» **WHAT IS EXPECTED**: Provide only the number of lines in the records below that include "field".

[DATA FOR ANALYSIS — start]

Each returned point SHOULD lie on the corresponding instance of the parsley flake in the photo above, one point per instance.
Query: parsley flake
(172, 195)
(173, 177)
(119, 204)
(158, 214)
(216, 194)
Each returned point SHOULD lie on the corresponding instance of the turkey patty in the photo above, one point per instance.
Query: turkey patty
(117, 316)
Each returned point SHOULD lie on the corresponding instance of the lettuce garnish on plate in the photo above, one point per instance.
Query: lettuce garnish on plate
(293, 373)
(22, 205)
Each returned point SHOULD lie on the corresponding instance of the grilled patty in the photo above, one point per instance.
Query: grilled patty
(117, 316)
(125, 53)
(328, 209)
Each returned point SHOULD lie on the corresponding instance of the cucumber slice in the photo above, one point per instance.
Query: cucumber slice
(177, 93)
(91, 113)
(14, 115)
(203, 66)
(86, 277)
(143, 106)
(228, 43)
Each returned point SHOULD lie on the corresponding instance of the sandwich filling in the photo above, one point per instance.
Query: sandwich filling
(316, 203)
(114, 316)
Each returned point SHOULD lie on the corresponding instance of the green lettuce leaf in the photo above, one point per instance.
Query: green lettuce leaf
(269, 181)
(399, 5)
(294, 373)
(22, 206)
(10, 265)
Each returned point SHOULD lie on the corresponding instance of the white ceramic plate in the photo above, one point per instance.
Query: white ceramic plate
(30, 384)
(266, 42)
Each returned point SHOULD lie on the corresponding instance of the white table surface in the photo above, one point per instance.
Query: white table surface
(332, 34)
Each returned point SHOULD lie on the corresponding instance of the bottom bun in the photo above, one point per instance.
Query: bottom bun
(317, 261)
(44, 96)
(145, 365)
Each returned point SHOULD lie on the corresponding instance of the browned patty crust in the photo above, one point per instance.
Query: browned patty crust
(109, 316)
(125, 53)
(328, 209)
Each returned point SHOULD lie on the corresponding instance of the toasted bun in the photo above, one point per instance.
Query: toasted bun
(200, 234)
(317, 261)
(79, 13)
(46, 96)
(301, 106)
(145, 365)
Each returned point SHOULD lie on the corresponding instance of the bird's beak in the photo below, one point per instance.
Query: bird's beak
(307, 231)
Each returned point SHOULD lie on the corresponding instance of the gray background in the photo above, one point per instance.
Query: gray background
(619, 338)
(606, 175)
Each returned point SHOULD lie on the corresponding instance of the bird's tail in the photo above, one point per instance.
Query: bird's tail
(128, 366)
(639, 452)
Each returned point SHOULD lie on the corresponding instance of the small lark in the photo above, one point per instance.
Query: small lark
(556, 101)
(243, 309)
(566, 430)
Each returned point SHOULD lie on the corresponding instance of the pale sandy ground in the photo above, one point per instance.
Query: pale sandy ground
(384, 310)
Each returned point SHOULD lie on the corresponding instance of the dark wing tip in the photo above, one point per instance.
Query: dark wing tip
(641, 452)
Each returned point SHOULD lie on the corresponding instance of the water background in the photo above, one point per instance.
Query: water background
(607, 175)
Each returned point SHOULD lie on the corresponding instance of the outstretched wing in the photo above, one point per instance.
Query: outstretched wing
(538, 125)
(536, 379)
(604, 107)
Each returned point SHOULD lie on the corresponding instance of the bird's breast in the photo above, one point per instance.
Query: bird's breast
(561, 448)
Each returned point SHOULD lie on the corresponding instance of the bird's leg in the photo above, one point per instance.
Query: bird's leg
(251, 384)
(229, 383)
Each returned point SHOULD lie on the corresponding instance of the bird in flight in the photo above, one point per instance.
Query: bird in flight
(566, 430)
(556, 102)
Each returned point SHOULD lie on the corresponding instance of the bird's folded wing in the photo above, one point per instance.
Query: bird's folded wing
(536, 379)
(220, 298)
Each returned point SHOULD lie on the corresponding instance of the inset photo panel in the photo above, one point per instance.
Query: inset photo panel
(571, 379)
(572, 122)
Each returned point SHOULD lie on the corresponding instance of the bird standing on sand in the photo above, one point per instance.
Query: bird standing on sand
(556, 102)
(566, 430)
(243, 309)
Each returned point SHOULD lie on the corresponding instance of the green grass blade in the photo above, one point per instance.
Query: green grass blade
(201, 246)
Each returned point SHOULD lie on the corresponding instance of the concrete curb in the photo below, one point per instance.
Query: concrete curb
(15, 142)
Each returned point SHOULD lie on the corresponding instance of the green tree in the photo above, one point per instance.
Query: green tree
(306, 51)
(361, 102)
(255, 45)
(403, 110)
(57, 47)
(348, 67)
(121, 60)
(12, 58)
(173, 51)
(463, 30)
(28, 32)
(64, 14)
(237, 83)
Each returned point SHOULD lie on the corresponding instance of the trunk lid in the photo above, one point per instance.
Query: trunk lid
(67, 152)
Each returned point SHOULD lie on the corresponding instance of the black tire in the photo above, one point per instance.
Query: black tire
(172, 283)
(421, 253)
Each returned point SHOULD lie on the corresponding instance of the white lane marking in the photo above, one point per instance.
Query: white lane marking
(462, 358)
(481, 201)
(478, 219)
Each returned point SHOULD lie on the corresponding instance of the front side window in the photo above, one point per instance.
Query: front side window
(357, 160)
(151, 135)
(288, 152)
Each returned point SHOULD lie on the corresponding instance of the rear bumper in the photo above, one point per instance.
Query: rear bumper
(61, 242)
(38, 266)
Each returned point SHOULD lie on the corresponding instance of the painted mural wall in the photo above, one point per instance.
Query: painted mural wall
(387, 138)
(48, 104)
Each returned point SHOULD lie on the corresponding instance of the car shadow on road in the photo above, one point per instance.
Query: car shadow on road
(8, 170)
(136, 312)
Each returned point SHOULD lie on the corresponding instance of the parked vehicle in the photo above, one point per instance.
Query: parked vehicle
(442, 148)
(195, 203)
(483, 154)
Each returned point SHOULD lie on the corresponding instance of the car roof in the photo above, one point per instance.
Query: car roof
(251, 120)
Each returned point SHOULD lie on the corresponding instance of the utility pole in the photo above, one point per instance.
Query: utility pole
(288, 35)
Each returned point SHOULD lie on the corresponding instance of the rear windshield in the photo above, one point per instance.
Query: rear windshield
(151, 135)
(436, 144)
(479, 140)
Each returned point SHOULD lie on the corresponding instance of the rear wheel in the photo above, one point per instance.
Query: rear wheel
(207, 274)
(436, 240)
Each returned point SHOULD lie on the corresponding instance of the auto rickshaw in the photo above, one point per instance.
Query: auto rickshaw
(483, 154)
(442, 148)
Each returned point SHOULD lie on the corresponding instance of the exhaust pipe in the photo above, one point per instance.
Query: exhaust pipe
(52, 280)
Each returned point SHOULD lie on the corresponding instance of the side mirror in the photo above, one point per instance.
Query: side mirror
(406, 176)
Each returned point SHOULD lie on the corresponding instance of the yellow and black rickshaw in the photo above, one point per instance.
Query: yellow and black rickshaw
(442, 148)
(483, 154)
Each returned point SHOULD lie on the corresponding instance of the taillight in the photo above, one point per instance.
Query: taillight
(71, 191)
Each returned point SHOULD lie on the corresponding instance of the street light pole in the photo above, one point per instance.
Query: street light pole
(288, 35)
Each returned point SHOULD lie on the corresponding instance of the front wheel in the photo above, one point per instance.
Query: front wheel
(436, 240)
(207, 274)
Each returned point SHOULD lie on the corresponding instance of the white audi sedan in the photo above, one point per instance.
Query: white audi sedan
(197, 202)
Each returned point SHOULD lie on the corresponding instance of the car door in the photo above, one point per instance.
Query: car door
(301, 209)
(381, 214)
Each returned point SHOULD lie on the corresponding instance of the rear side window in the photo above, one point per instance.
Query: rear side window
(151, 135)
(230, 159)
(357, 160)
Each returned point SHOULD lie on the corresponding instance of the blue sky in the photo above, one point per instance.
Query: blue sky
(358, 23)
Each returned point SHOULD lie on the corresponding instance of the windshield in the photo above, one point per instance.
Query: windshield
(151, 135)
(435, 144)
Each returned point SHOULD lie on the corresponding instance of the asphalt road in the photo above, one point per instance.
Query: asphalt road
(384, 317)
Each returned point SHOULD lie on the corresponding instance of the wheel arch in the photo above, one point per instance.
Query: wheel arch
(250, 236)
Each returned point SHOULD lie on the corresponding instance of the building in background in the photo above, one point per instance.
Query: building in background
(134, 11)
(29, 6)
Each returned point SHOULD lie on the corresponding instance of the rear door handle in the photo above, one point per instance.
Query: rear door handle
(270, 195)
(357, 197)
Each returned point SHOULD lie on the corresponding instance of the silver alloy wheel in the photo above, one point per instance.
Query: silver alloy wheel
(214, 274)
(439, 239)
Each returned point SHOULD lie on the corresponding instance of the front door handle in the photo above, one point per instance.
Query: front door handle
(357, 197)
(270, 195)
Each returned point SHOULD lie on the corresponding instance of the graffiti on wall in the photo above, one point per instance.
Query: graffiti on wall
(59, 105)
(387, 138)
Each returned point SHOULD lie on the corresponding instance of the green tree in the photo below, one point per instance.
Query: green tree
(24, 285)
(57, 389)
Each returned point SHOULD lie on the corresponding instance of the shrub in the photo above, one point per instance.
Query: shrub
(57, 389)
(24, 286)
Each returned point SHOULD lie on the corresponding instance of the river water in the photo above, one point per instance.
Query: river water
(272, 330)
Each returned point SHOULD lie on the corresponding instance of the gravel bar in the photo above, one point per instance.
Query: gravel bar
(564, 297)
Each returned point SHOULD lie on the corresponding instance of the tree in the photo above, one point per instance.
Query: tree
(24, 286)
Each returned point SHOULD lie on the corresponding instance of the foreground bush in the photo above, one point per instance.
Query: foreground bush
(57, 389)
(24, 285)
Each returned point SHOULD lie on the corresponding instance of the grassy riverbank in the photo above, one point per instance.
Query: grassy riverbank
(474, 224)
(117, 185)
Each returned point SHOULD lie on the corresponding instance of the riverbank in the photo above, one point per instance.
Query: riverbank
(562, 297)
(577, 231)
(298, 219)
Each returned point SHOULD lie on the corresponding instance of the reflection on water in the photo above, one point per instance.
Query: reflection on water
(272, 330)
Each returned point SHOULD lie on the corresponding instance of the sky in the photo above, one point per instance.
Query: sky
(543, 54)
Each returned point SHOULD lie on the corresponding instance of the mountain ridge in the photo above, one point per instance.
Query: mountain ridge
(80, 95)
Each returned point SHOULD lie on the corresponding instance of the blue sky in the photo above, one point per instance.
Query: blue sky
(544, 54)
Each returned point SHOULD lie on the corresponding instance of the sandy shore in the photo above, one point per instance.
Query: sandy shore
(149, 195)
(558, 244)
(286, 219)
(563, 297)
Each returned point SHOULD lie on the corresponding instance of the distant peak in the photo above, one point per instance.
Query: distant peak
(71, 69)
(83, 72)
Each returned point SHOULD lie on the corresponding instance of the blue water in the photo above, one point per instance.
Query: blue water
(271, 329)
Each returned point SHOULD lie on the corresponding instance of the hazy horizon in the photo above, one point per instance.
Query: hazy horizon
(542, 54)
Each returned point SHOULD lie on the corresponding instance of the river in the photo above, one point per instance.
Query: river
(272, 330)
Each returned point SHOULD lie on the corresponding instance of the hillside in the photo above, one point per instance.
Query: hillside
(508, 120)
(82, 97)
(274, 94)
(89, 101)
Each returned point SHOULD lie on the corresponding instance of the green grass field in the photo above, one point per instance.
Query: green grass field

[DATA FOR ANALYSIS — finish]

» **ANSWER TO THIS PROBLEM**: 2